AUFGABE
Schreib den Seitentext ab, beginnend bei "Russlands Präsident Wladimir" und endend bei "meint Matthias Schiermeyer.". Tausche dabei "Ukraine-Krise" gegen "Krim-Krise".

Russlands Präsident Wladimir Putin polarisiert. Ein erheblicher Anteil der Deutschen zeigt Verständnis für sein aggressives Verhalten in der Ukraine-Krise. Das hat mit der emotionalen Beziehung zwischen den Ländern zu tun, meint Matthias Schiermeyer.

Politik: Matthias Schiermeyer (ms)

Stuttgart - Russland hat sich völkerrechtswidrig die Krim einverleibt. Was nun mit der Ostukraine – mit dem ganzen zerfallenden Land gar – geschehen wird, ist offen. Moskau dürfte sich von der Genfer Vereinbarung nicht eingeschränkt sehen, wenn es darum geht, den früheren Einfluss wiederherzustellen. Offenkundig soll die Ukraine weiter destabilisiert werden. Dennoch hat der russische Präsident hierzulande erstaunlich viel Nachsicht für seinen Aggressionsakt geerntet. Die Putin-Versteher – so der neue Modebegriff – haben eine erhitzte Debatte über eine deutsche Sonderrolle ausgelöst. Zu finden sind sie nicht nur in der Linkspartei oder in der SPD, sondern quer durch die Bevölkerung.

 

Zu tun hat dies mit dem widersprüchlichen Verhältnis zwischen Deutschland und Russland: Einerseits verbindet die gemeinsame Geschichte – siehe Ostpreußen, siehe DDR. Andererseits haben beide Seiten sehr an der Feindschaft infolge der Weltkriege gelitten. Das 20. Jahrhundert hat tiefe Furchen gezogen – bis in die Familien hinein. Zugleich wird die emotionale Beziehung von Momenten der Übereinstimmung beflügelt: War es nicht der damalige sowjetische Machthaber Michail Gorbatschow, der Deutschland die Einheit beschert hat? Und hat nicht gerade ein von Kultur beseeltes Volk so viel übrig für den Reichtum an Schriftstellern und Komponisten auf der anderen Seite? Deutsche und Russen sind sich in vielem fremd und doch vertraut.

VORLIEGENDES MATERIAL
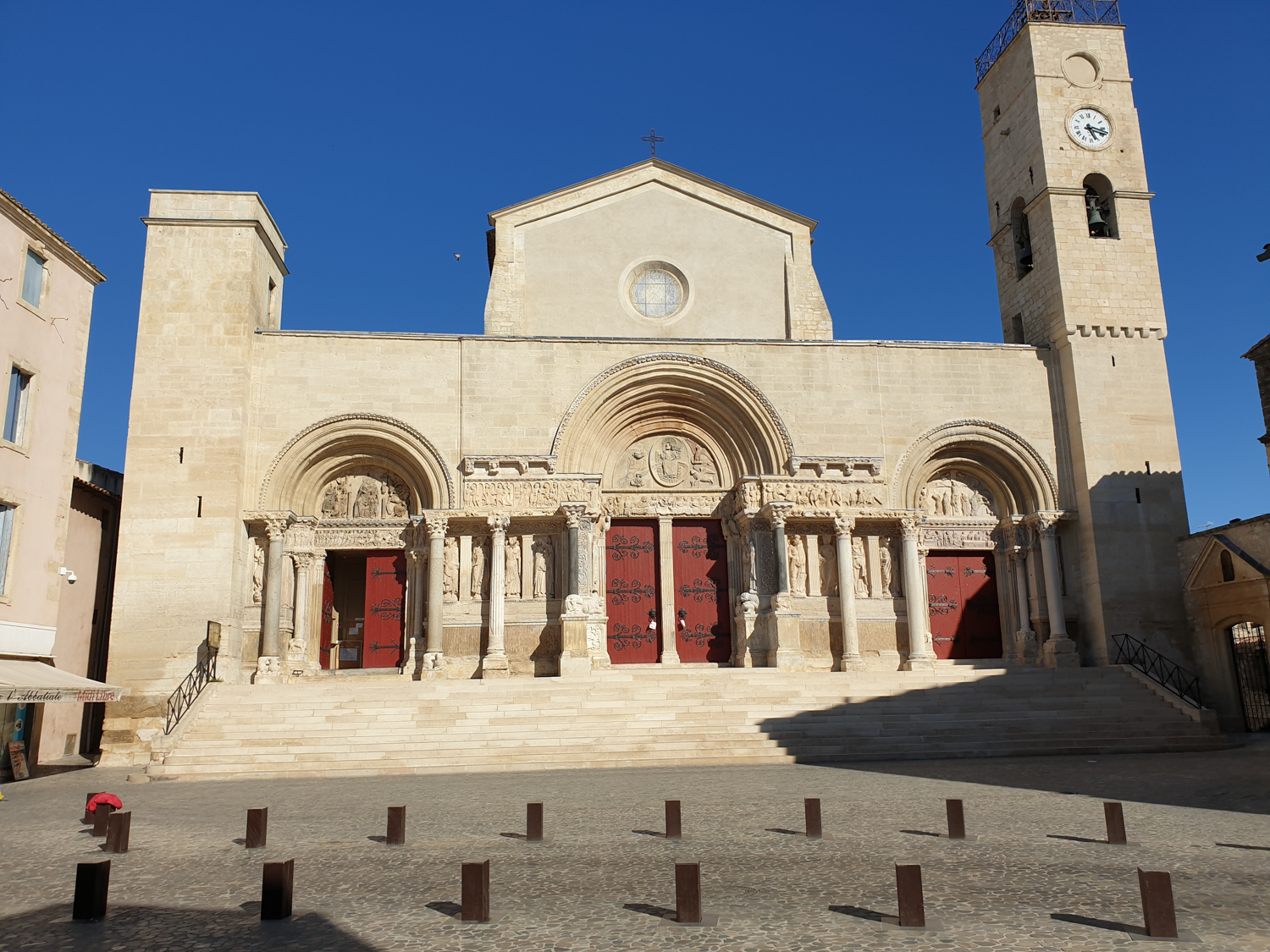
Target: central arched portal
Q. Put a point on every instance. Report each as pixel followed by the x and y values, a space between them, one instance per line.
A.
pixel 672 434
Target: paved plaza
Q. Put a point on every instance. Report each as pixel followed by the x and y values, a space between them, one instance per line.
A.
pixel 602 885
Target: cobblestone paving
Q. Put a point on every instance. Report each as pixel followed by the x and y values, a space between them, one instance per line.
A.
pixel 602 886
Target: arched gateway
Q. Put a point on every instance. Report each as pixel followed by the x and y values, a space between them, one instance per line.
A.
pixel 671 523
pixel 657 452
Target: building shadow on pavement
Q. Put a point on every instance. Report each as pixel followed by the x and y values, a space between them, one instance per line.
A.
pixel 1234 776
pixel 157 927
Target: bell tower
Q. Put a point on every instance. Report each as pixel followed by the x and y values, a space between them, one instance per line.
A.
pixel 1074 251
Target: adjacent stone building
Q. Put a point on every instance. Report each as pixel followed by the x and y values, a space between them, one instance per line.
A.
pixel 658 452
pixel 46 291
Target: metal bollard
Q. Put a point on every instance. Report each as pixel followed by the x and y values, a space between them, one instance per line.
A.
pixel 91 885
pixel 1114 814
pixel 908 886
pixel 257 828
pixel 812 812
pixel 117 830
pixel 396 827
pixel 1157 904
pixel 673 825
pixel 101 819
pixel 276 889
pixel 475 893
pixel 687 893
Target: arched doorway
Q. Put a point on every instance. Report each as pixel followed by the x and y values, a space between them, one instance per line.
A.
pixel 1251 660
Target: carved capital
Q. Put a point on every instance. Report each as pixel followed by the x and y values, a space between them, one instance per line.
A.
pixel 573 513
pixel 779 513
pixel 843 525
pixel 276 525
pixel 1044 522
pixel 436 525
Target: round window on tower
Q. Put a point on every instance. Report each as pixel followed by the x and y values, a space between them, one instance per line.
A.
pixel 657 289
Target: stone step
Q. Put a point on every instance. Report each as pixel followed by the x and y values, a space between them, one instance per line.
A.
pixel 665 716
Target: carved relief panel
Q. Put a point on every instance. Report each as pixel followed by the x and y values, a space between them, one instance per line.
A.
pixel 957 494
pixel 670 461
pixel 373 495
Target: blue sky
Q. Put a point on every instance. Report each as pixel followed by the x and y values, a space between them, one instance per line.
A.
pixel 381 135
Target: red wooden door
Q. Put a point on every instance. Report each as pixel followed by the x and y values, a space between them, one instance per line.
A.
pixel 632 592
pixel 965 621
pixel 385 614
pixel 703 622
pixel 328 614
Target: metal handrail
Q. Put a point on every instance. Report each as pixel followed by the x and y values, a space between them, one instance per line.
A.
pixel 1160 669
pixel 1044 12
pixel 192 687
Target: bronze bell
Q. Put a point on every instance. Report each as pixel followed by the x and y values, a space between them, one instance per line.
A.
pixel 1097 226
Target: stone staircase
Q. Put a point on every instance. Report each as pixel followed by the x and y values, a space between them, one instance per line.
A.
pixel 665 716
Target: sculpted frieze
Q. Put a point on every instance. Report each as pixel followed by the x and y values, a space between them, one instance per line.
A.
pixel 957 538
pixel 350 537
pixel 670 461
pixel 627 504
pixel 955 494
pixel 373 495
pixel 527 497
pixel 810 498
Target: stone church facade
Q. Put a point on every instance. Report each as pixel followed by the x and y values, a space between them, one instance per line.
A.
pixel 658 452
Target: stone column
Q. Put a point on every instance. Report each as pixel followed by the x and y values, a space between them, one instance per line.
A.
pixel 1059 649
pixel 667 624
pixel 416 563
pixel 433 657
pixel 319 588
pixel 526 568
pixel 1025 639
pixel 573 515
pixel 779 513
pixel 494 664
pixel 851 659
pixel 785 621
pixel 919 658
pixel 300 635
pixel 268 665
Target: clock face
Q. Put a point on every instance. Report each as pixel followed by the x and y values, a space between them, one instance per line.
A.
pixel 1090 127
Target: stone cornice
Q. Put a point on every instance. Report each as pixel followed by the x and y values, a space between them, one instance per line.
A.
pixel 229 223
pixel 55 243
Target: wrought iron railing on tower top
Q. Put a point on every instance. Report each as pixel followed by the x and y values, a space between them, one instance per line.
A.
pixel 1158 668
pixel 1044 12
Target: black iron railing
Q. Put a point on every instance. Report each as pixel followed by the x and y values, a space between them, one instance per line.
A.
pixel 1044 12
pixel 192 687
pixel 1158 668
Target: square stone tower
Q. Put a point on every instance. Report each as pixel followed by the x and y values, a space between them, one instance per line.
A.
pixel 1076 271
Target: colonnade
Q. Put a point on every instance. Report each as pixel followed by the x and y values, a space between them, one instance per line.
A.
pixel 423 604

ERGEBNIS
Russlands Präsident Wladimir Putin polarisiert. Ein erheblicher Anteil der Deutschen zeigt Verständnis für sein aggressives Verhalten in der Krim-Krise. Das hat mit der emotionalen Beziehung zwischen den Ländern zu tun, meint Matthias Schiermeyer.